* TASK TO COMPLETE *
Update the items below so that every "one point per instance" reads "a separate point for each instance", with everything else left unchanged. Omit the pictures from your answer.
[START INPUT RECORDS]
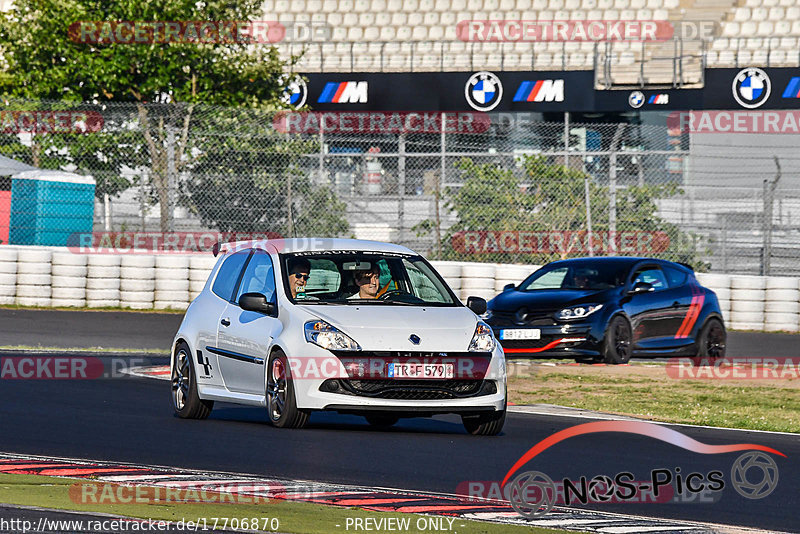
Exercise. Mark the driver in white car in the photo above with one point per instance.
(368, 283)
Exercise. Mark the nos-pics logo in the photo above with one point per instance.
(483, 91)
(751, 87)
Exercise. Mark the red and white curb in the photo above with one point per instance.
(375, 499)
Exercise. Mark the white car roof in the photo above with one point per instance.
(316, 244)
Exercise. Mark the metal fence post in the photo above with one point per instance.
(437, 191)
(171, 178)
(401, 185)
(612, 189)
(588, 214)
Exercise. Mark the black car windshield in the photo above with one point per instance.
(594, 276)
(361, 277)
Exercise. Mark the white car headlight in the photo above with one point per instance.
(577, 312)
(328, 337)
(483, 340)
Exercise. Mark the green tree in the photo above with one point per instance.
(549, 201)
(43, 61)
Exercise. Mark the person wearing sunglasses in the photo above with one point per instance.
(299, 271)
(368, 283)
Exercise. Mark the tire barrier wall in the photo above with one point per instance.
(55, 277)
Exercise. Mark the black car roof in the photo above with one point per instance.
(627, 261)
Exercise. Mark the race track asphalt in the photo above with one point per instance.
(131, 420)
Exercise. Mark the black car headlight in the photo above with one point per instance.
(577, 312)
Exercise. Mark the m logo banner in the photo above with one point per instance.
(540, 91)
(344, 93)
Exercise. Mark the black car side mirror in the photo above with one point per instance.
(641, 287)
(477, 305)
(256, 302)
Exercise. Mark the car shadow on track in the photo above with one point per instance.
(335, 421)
[END INPUT RECORDS]
* TASK OUTPUT *
Exercise. Mark the driver in white car in the photo above with a separate point for each instance.
(368, 283)
Exercise. Mark the nos-pics logo in the photo above with a separate point for each instance.
(483, 91)
(751, 87)
Exercise. Mark the red and white curb in the photo above with a separate point for each instance.
(375, 499)
Exercise. Mark the white car roof in the photo above with a separate point for each instance.
(316, 244)
Exercise. Mark the metal fence post in the photo above with a separate point for each instance.
(437, 191)
(171, 178)
(401, 185)
(612, 189)
(588, 214)
Exercise. Mark the black car windshield in the photo above with a separate point for each instance.
(594, 276)
(361, 277)
Exercise. Mark the white car headlight in the photo above with a separate point for each instance.
(577, 312)
(328, 337)
(483, 340)
Exercise. Mark the green tree in the photo above with a separate point for each instance.
(549, 201)
(43, 61)
Exercise. Mark the person wearing sunglasses in the photo above with a separate point for each instance.
(299, 271)
(368, 283)
Exercise. Mark the tire barrier wall in the photo above with a separate point for each instance.
(55, 277)
Exercise. Mark the black car roof in the photo above with a separate point for each instance.
(627, 261)
Exercise. Mark the race track asphalt in the photo above with a separate point for each instance.
(131, 420)
Exercise. Mark the black car headlight in the photo above with a separate point for each instance.
(577, 312)
Exercise. Mark the m logo banner in the photo above with a separate point for each instance.
(540, 91)
(344, 93)
Exercise. Mark the black car side mirror in the photo above with a separate point for each instance.
(641, 287)
(477, 305)
(256, 302)
Exercise. Mark the car shadow on track in the photo above with a separate point for each instance.
(335, 421)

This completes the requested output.